__Stated exercise__:
Rewrite the items below, changing every "attached garage" to "carport" and leaving everything else as it is.

________

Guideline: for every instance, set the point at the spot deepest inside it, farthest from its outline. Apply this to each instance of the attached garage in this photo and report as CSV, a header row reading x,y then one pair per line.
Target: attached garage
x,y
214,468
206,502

________

__The reply__:
Guideline: for every instance, set the point at the spot deepest inside it, farthest from its outline. Apply this to each instance of the carport in this photo and report as CSV, a header row reading x,y then one pair per line.
Target: carport
x,y
214,468
206,502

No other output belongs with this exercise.